[[ Given passage, beginning ]]

CNN has
news today: neuroscientists find that mac lovers' brains respond similiarly to images of mac products as religious folks do to images of the deity.
Whoa! Apple really has created quite the image for themselves. I don't know whether to be impressed or afraid.
I guess that
Oxford study was really right, religion is part of human nature--and if we're too secular to get our fix in the supernatural, we get it through products.
I think the truth that this research really speaks to is that we all choose a worldview-- a set of values, a philosophical outlook that provides meaning for our lives (even if some choose nihilism).
This worldview, be it secular liberalism, Mormonism, Buddhism, Catholicism, Communism, utilitarianism, etc (or even an unconscious or individually chosen mixture), is still an all-informing worldview that serves as the lens through which we view the world.
Many of these world views are religious and recognize a supernatural or spiritual realm. Many of them are not religious and do not recognize a spiritual realm. Regardless, they are still all-encompassing worldviews that change our outlook and perception of the world. They still find ways to answer the important questions that we as humans have.
The decrease in spiritual responsiveness in contemporary culture (such as the on-trend atheism) has not actually created a less dogmatic worldview because the truth is that we all have our own worldview and thus our own dogma. The Apple research illustrates this--we haven't "evolved" from religion; the religious part of ourselves is very much alive and well, and its sensitive enough to react to an iPad.
What this really shows is that religion (or worldview) in our culture has taken a dramatic shift. We are looking to the world for meaning, to products, to ourselves.
Many atheists might count that a victory, but the real truth is that we are still seeking meaning and answers in the same way as we were before.

[[ Given passage, end ]]
[[ Entries supplied, beginning ]]

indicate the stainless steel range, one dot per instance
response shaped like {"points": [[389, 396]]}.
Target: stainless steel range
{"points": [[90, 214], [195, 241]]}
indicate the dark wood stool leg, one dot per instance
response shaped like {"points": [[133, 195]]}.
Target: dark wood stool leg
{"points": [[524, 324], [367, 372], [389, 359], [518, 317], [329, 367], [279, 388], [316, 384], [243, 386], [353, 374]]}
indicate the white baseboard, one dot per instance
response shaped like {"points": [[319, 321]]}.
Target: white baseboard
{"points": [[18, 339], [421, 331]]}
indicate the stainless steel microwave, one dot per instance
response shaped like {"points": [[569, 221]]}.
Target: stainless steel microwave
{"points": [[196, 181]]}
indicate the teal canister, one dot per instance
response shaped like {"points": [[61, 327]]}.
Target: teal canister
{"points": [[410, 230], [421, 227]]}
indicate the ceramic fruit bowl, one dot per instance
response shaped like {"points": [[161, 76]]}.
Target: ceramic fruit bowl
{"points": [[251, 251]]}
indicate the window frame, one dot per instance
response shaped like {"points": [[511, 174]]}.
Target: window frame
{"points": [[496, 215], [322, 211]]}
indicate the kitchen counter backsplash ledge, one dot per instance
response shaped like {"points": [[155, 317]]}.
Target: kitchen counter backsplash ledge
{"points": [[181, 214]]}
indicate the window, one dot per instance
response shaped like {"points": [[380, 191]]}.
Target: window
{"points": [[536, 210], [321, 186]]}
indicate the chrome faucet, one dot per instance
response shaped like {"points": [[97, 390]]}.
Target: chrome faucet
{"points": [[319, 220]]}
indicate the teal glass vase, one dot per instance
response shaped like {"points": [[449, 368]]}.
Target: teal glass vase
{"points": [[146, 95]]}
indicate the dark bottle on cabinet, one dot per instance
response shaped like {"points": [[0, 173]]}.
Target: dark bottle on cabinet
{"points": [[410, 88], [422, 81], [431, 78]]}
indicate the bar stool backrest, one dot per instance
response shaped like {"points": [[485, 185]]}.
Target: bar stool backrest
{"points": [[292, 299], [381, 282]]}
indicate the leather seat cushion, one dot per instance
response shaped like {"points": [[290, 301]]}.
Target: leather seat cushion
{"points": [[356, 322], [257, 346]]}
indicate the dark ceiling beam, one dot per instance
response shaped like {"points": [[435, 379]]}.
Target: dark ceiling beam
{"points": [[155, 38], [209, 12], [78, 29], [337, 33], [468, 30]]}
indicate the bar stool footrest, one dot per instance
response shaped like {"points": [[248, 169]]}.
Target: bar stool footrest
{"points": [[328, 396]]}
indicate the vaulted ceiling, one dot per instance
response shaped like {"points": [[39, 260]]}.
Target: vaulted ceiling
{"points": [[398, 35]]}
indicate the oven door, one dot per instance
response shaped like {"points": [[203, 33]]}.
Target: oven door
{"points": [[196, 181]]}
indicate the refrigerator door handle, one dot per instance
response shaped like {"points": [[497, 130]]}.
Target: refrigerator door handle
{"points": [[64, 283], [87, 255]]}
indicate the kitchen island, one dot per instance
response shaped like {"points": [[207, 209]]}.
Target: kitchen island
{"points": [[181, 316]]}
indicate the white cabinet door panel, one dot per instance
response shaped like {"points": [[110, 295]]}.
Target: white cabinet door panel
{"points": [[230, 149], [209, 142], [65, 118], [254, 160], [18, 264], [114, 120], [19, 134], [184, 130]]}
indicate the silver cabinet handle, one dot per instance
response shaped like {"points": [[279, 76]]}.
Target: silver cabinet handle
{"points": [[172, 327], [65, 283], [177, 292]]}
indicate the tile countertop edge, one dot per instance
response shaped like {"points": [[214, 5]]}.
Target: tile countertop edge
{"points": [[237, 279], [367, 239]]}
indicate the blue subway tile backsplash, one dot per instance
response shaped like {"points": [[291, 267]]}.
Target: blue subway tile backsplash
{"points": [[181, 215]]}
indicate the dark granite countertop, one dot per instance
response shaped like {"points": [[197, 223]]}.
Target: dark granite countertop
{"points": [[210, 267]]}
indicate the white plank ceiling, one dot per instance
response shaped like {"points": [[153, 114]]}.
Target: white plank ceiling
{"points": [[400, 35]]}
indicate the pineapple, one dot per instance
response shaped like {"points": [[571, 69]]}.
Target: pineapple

[[ Entries supplied, end ]]

Prompt —
Rewrite the paragraph of the post about Mac lovers' brains that begins "The decrease in spiritual responsiveness" in fewer words, keeping its main points. The records are separate material and have no connection to the text.

Result for this exercise —
Less spiritual responsiveness today, such as the trend toward atheism, has not made our worldview less dogmatic, since each of us holds a worldview and therefore a dogma. The Apple research shows that we have not "evolved" from religion. The religious part of us is still active and sensitive enough to react to an iPad.